### THE TASK
Repeat the records verbatim from the line containing "of the plaid" through the end of the records, including both ends. Omit the pictures from your answer.

***** MATERIAL PROVIDED *****

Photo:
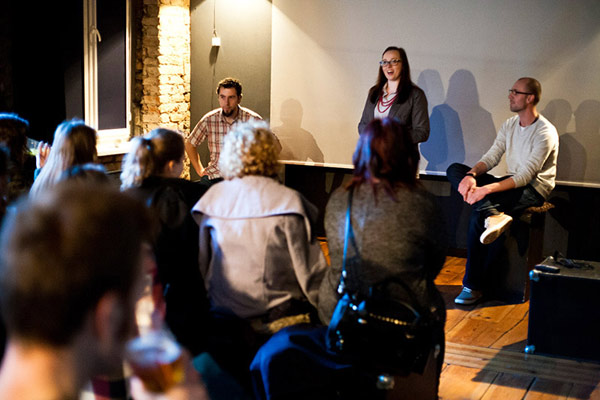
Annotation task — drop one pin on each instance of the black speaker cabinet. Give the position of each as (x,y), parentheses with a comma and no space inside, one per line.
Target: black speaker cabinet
(564,310)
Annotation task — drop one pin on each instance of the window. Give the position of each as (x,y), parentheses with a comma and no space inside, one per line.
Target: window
(107,55)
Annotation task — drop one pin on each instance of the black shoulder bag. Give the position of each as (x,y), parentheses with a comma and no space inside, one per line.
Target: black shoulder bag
(377,329)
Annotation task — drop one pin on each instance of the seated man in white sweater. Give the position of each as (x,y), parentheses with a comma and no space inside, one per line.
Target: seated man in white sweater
(530,143)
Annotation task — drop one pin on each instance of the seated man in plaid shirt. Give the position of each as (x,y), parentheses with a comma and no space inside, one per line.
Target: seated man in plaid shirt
(214,126)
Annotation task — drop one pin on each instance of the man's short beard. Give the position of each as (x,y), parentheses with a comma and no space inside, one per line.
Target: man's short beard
(230,113)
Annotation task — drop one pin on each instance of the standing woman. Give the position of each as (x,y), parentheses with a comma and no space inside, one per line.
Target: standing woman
(74,144)
(396,96)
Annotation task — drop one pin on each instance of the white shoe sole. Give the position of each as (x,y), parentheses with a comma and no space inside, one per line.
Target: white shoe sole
(489,235)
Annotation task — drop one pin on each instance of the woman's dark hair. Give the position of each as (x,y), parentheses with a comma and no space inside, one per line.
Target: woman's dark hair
(149,155)
(405,86)
(385,156)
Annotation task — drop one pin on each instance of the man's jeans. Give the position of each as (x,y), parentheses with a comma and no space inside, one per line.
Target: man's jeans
(512,202)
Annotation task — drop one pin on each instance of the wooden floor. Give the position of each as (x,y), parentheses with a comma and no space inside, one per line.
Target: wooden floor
(484,353)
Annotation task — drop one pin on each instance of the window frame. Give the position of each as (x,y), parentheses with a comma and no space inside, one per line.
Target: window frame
(110,141)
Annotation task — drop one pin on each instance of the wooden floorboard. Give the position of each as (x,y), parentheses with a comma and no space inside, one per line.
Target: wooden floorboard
(485,356)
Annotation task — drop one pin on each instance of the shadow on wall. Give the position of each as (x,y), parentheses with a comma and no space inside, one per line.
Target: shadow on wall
(297,144)
(461,130)
(579,151)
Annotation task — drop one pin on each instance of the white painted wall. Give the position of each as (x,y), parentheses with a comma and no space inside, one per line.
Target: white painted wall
(465,54)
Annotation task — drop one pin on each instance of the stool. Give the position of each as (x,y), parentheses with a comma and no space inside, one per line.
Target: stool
(521,250)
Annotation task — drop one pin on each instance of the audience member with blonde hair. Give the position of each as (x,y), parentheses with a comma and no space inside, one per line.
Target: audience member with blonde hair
(74,144)
(258,254)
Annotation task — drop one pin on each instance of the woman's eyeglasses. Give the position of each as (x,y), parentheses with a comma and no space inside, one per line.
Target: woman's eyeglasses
(385,63)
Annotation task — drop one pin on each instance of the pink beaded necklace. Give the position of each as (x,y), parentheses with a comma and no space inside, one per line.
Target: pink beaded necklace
(384,105)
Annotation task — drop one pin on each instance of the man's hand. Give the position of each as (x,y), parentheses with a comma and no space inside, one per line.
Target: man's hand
(42,154)
(467,184)
(192,388)
(477,193)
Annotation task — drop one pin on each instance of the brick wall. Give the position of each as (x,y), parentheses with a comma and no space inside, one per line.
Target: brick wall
(162,66)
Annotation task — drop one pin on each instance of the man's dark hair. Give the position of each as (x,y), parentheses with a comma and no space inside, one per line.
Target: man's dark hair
(534,87)
(61,252)
(228,83)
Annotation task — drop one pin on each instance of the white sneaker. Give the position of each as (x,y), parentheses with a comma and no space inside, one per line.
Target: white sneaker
(495,226)
(468,296)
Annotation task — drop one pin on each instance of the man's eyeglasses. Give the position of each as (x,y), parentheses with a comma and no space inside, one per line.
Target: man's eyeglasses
(384,63)
(514,92)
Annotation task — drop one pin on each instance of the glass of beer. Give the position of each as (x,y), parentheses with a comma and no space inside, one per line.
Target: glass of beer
(157,360)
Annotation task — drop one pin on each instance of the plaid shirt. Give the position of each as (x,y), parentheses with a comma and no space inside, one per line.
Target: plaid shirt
(214,127)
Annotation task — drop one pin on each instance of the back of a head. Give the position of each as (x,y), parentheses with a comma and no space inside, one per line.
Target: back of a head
(61,252)
(385,152)
(250,148)
(148,156)
(74,144)
(13,135)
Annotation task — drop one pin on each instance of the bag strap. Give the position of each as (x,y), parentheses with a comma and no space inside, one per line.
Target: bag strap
(348,232)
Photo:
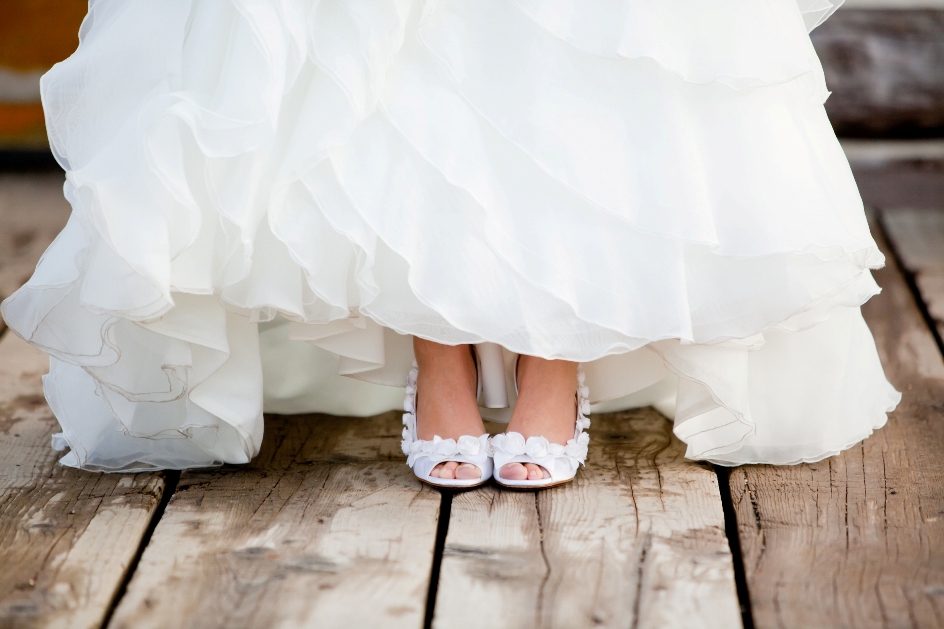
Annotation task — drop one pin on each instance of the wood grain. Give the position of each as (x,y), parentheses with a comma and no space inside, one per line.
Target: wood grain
(637,540)
(918,239)
(66,537)
(327,527)
(857,540)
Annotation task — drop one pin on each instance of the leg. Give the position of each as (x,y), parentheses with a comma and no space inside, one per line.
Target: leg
(546,407)
(445,400)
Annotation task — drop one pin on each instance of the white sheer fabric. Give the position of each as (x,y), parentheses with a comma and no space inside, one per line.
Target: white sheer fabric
(270,196)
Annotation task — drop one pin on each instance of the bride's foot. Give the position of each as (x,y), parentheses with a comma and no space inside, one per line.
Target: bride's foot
(446,404)
(546,407)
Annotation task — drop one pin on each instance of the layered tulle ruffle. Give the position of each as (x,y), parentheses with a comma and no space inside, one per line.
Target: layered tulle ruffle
(269,196)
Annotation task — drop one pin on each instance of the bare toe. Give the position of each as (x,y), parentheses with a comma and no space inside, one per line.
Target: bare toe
(535,472)
(448,470)
(514,471)
(467,471)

*****

### TASK OUTPUT
Annotation task — drop one pin on each instance of the plaid shirt. Give the position of each as (x,y), parentheses with a comma and no space inside, one per line.
Target: plaid shirt
(214,127)
Annotation task — drop one pin on each instance of the back of a head. Give the position of each as (x,y), parentheses with a comma and no space inside, one per line.
Target: back of a head
(61,252)
(385,152)
(250,148)
(148,156)
(74,144)
(13,135)
Annotation task — drop one pin on each instance of the bag strap. Give the position of each as (x,y), parentheses with a comma and no space inside, one per line.
Target: bag strap
(348,232)
Photo:
Annotation task — drop one pin on each instance of the wood grain. Give the position of each as (x,y), parentheses with a comma and no space inside, one per line.
Target: wood grain
(637,540)
(918,239)
(66,537)
(327,527)
(857,540)
Annotation task — drop one pin on each instance of the leg. Give the position of each as (x,y), parentheses with a comma and no space inside, one per line.
Target: leg
(546,407)
(445,400)
Annotation task — drop one pin on each instance of the white sheer fabric. Give the position of each as (x,y), parentheses with a comma and no space inside, one per line.
Target: white sheer fabric
(270,196)
Annotation task — drop one pin on each instance of the bride's foot. Give the position of each as (x,y), parentheses with a comma and no space inside, one per line.
Target: bride's foot
(446,404)
(546,407)
Annotation task — drop one pin on each instance of the layered tulle ruffle. Give the position of each as (x,y), parentheses with a comma and no space inside, one per line.
Target: layered tulle ruffle
(269,196)
Annotation task — drop one pin on each instance of the bare toe. Give the position of each as (x,y), parentheses with a comma and no space inside, one per line.
Target: bare toe
(535,472)
(448,470)
(514,471)
(467,471)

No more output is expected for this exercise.